EXTRACTED TEXT
Living to Breathe: my testimony of thanks to ring in the new year

I have been working up to writing this post for the past 22 months. This is, in part, because I haven’t ever shared anything this personal on social media, and partly because I’m still “in it” … I kept waiting to be “better” and “on the other side of it” so that I could share the story in hindsight. But today I have life in my body and (literally) breath in my lungs, and I need share about God’s goodness and His miraculous hand in my life. No time better than now as we ring in another year! (*graphic medical images to follow*)

The end of 2021 proved to be an explosive punctuation mark on a year that had already marked our family with 27 losses (only one of them was Covid-related) – the most we’d ever seen. Then, on December 7, things got very scary for me but I wouldn’t know just how scary for another three days. I’d just made plans that afternoon to fly to Cabo San Lucas with my cousin Anitra and my Aunt and Uncle for Christmas – it would be the first holiday I didn’t spend with my parents but they agreed I needed the break after the year we’d had and to celebrate where I was in my tenure process. So I was grading papers in my recliner when I dropped my pen on the floor. I bent over the side of the chair to pick it up and heard a loud pop in my right shoulder. Immediately, I felt a familiar pain that I’d been experiencing on and off for the past eight or nine years. It always felt like someone had driven a spear through my shoulder and out the front of my chest, and it had always come out of nowhere. The only difference was the *pop* — that was new. I suffered through not being able to lay on my back or on my right side for the next few days and I even tried sleeping sitting up. Nothing helped. Except for the severe shortness of breath, the pain was a familiar acquaintance, so I pushed through and sucked it up. The only problem was that with every day that passed, it got harder and harder to breathe. I know you might be thinking, why didn’t I just go to the ER or call the doctor? Well, I had been to the doctor on more than one occasion and was misdiagnosed, but what did I know at the time? One doctor basically diagnosed me off my description of what I was feeling, ran no tests and determined that I’d pulled a muscle and that Advil and minimized activity would fix the problem in one to two weeks. The second doctor listened to the crackling and gurgling in my breathing and told me I had asthma and prescribed me an inhaler (I had never had asthma my entire life, nor any problems breathing for that matter). So the following four or five times that this occurred over the eight years leading up to Tuesday December 7, 2021, I’d just sucked it up and dealt with the pain until it eventually resolved itself.

WHAT TO WORK ON
Say whether each statement agrees with the testimony, answering yes or no and quoting the words that decide it. 1. The shoulder pain on December 7 came with a pop that had not happened before. 2. The doctor who diagnosed a pulled muscle ran tests first. 3. Most of the family's 27 losses in 2021 were Covid-related. The data items after this point are separate material from the testimony.

(Data items)
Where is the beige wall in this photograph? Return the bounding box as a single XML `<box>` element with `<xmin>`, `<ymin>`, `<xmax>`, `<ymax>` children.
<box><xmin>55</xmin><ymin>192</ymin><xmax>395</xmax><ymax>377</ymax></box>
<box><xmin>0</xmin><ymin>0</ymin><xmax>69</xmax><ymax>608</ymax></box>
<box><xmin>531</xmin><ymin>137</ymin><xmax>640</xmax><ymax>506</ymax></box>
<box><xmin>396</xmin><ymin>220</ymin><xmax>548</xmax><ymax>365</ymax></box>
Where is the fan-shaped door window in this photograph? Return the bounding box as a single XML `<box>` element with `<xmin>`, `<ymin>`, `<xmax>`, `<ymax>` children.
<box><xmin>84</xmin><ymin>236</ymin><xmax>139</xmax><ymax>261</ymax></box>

--

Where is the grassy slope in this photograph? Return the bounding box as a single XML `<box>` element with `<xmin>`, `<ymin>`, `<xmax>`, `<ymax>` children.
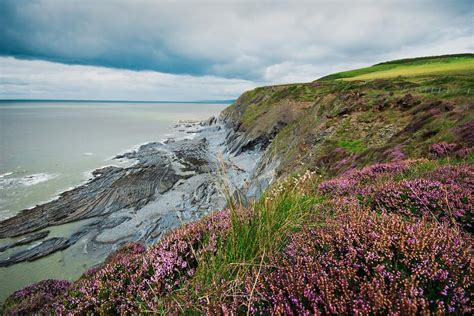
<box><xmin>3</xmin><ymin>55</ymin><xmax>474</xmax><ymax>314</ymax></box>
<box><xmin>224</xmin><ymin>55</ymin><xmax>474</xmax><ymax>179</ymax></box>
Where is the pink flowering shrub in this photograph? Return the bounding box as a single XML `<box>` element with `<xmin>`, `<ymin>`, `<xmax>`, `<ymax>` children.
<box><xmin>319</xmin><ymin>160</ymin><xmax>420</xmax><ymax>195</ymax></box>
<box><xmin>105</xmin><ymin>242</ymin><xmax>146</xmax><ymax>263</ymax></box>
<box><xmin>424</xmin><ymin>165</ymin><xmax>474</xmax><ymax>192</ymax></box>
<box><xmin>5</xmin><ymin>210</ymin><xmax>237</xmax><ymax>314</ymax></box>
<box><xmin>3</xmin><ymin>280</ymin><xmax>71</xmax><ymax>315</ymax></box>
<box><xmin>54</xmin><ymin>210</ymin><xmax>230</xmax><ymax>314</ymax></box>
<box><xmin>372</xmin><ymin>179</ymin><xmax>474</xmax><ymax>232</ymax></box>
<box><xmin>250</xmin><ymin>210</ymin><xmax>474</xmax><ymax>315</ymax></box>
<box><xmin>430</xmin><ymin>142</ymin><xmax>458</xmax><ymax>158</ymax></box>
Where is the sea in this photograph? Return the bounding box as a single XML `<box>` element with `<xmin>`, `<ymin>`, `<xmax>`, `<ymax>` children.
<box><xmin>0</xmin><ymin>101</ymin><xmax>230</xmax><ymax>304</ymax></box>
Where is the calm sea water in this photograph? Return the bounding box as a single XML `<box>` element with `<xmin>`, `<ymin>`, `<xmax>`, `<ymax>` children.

FINAL ANSWER
1. Yes: "The only difference was the *pop* — that was new."
2. No: "ran no tests and determined that I’d pulled a muscle"
3. No: "only one of them was Covid-related"